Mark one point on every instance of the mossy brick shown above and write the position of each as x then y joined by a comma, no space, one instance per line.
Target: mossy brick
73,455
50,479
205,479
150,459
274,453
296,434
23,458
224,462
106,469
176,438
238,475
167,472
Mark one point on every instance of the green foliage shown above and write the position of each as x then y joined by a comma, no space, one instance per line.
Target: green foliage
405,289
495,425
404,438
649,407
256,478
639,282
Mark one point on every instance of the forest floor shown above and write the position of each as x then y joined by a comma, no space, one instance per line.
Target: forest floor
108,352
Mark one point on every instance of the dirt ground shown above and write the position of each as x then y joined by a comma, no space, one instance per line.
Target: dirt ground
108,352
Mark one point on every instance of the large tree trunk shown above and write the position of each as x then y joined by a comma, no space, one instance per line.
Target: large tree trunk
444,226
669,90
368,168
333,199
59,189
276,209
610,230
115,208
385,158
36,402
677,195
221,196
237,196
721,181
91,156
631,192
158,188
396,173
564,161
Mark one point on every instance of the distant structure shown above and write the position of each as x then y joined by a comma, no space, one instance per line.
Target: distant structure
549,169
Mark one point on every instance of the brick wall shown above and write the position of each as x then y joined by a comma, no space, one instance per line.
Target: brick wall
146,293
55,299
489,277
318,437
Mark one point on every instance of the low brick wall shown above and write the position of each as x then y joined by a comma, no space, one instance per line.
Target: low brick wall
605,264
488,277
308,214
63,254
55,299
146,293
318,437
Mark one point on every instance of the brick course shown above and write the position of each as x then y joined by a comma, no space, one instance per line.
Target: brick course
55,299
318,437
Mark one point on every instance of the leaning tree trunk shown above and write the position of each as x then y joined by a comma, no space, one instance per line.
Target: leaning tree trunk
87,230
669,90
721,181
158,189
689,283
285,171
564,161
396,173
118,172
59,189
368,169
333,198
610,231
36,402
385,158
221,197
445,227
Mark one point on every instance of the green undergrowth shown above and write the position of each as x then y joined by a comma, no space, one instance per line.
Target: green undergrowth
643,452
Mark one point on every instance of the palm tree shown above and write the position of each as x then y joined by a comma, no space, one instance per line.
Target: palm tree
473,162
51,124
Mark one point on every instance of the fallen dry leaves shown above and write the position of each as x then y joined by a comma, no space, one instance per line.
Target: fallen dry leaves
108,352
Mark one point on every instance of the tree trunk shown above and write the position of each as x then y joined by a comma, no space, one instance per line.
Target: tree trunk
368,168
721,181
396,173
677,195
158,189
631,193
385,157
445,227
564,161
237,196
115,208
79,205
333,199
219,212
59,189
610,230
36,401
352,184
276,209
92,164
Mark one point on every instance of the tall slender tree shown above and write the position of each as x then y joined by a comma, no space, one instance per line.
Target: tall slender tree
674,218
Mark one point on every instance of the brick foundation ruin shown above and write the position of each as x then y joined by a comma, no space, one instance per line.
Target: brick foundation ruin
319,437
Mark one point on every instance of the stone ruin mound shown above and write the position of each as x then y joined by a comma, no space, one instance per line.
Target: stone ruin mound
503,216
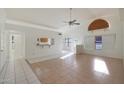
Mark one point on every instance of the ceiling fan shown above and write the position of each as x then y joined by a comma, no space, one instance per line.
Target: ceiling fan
71,22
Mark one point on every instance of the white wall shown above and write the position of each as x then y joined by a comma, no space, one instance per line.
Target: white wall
3,47
31,35
115,28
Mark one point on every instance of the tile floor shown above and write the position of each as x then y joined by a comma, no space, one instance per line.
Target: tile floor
18,72
80,69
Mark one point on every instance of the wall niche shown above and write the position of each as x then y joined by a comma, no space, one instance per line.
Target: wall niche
98,24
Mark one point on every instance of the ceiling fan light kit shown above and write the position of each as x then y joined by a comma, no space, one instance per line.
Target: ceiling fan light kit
72,22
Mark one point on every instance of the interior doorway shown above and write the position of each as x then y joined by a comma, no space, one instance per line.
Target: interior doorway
17,45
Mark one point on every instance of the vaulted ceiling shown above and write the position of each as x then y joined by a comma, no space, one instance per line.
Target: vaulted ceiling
54,17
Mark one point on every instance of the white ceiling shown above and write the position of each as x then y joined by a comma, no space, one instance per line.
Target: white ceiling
54,17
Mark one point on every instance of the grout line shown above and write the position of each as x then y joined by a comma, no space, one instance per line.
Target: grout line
32,69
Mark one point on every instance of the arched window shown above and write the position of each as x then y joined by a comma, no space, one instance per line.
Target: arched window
98,24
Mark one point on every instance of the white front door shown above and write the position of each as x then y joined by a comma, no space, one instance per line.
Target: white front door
16,46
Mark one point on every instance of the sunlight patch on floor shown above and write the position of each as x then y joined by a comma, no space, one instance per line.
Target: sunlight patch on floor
100,66
67,55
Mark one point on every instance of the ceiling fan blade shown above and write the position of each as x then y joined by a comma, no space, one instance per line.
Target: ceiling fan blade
77,23
73,21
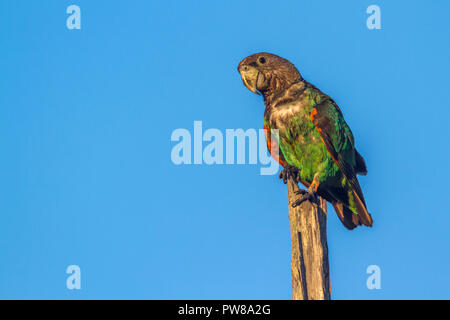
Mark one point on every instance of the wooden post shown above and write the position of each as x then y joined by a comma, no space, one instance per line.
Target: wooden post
309,264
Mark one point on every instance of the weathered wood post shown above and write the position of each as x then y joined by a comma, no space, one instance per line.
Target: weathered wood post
309,264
+ + + + +
Set the material above down again word for word. Include none of its pictures.

Mark one point on every instance of the mossy brick shown above and write the position of each as x then y joined by a comma, no space, one instance per line.
Target: mossy brick
73,455
50,479
205,479
150,459
274,453
296,434
23,458
224,462
106,469
176,438
238,475
167,472
Mark one point on every instance of the green foliage shown above and write the position of each as x then y joined by a comma, no space, one instance per line.
Target: green foliage
405,289
495,425
404,438
649,407
256,478
639,282
Mark one point on every instance of the forest floor shown above and write the position of each as x then y joined by a comma, no space, one instance per line.
Target: forest floor
108,352
Mark one point on every instance of the dirt ground shown above and write the position of each as x then y joined by a comma, no space, one instance per line.
Target: dirt ground
108,352
Mark one point on every instance of the large tree trunk shown above and write the position of each as x then y joined by a comma, no space, one instance per line.
Target: large tree trunk
444,226
669,90
368,168
333,199
59,189
276,209
610,230
115,208
385,158
36,402
677,195
221,196
237,196
721,181
91,156
631,192
158,188
396,173
564,161
Mark one point on every instance of the distant structure shown above and write the position of each as x then y joined by a comma, no space, one instance per line.
Target: distant structure
549,169
Mark one point on every instance of the brick wall shown above and write the position of each as x then y joined by a comma, no space, one instance per line.
Target: brick wall
146,293
55,299
489,277
318,437
Mark one point on every instance of the low brick wall shown above and write the position of each as x then y joined by a comma, no space, one instance per line.
Target: low brick wall
605,264
488,277
308,214
63,254
55,299
146,293
318,437
Mark one point on every instance of the brick course shown above and write the position of each as x then y joined by a comma, no space, one instance per line.
Target: brick course
55,299
318,437
Mark one point on every instance of the leaning tree trunk shown above and write the position of each as x then y joined by a comma, no space, one instance per line.
Target: leaning tree trunk
87,230
669,90
721,181
158,189
689,283
285,171
564,161
396,173
118,172
59,189
368,169
333,198
610,231
36,402
385,158
221,197
445,227
Mark one point on every instance of the green undergrowth shown above and write the position of each as x then y joined by a comma, no space, one instance per line.
Target: green undergrowth
643,452
Mark one point on every instance of the palm tree shown above and write the position of each as x then y joined by a comma, no space, one instance per line.
Target: palm tree
473,162
51,124
Mark one point on every instance of the fallen dry leaves shown above and write the position of each as x then y joined by a comma, no space, one instance per line.
Target: fallen dry leaves
108,352
Mark one point on every instance of the tree trunk shown above and write the position of each as x then y joined by a comma, no space, one instance per line.
Target: tree trunk
368,168
721,181
396,173
677,195
158,189
631,193
385,157
445,227
564,161
237,196
115,208
79,205
333,199
219,212
59,189
610,230
36,401
352,184
276,209
92,164
Mark one point on every instance of the tall slender tree shown above and write the position of each as x then y joined by a comma, no space, one instance per line.
Target: tall slender tree
674,218
Mark one point on every instance of the brick foundation ruin shown above and write the position of each as x then y joined by a comma, no space, one instance per line.
Target: brick foundation ruin
319,437
Mark one point on every instance of the stone ruin mound shown above and write the position of each as x then y joined by a comma, no space, one instance per line.
Target: stone ruin mound
503,216
Mark one point on every instance of the ceiling fan shown above and write the position of each as x then y joined by a comma, no space, one instance per line.
Target: ceiling fan
71,22
Mark one point on every instance of the white wall shown above and write the position of each as x then y joined by a comma, no space, one instance per line.
Target: white wall
3,47
31,35
115,28
Mark one point on every instance of the tile floor shown above and write the position of each as x then y joined by a comma, no space, one instance per line.
Target: tile floor
18,72
80,69
Mark one point on every instance of the wall niche shown above and write the position of each as x then y joined by a comma, no space, one instance per line.
Target: wall niche
98,24
Mark one point on every instance of the ceiling fan light kit shown above and write the position of each as x then y joined by a comma, no space, one instance per line.
Target: ceiling fan light kit
72,22
Mark one point on every instance of the interior doorway shown above and write the position of each as x then y joined by a comma, no space, one instance per line.
Target: interior doorway
17,45
Mark one point on every instance of the vaulted ceiling shown above and write the position of each as x then y joined by a comma, no space, one instance per line.
Target: vaulted ceiling
54,17
Mark one point on every instance of the white ceiling shown above and write the position of each as x then y joined by a comma, no space, one instance per line.
Target: white ceiling
54,17
Mark one point on every instance of the grout line shown above and write the position of each as x then y joined by a comma, no space, one instance per line.
Target: grout line
32,69
Mark one point on every instance of the arched window shown above and write the position of each as x then y joined by a comma, no space, one instance per line.
Target: arched window
98,24
Mark one point on every instance of the white front door shown above and write the position of each as x then y joined by a comma, no space, one instance per line.
Target: white front door
16,46
Mark one point on every instance of the sunlight patch on floor shown above and write the position of each as x then y joined by a comma, no space, one instance per line.
Target: sunlight patch on floor
100,66
67,55
Mark one point on every instance of the ceiling fan blade shown above and write the position of each as x then y joined by a comma, no space, one instance per line.
Target: ceiling fan blade
77,23
73,21
Mark one point on every instance of the wooden post shown above and write the position of each as x then y joined by a comma, no space, one instance per line.
Target: wooden post
309,264
Mark one point on every instance of the weathered wood post shown above and write the position of each as x then y joined by a comma, no space, one instance per line.
Target: weathered wood post
309,264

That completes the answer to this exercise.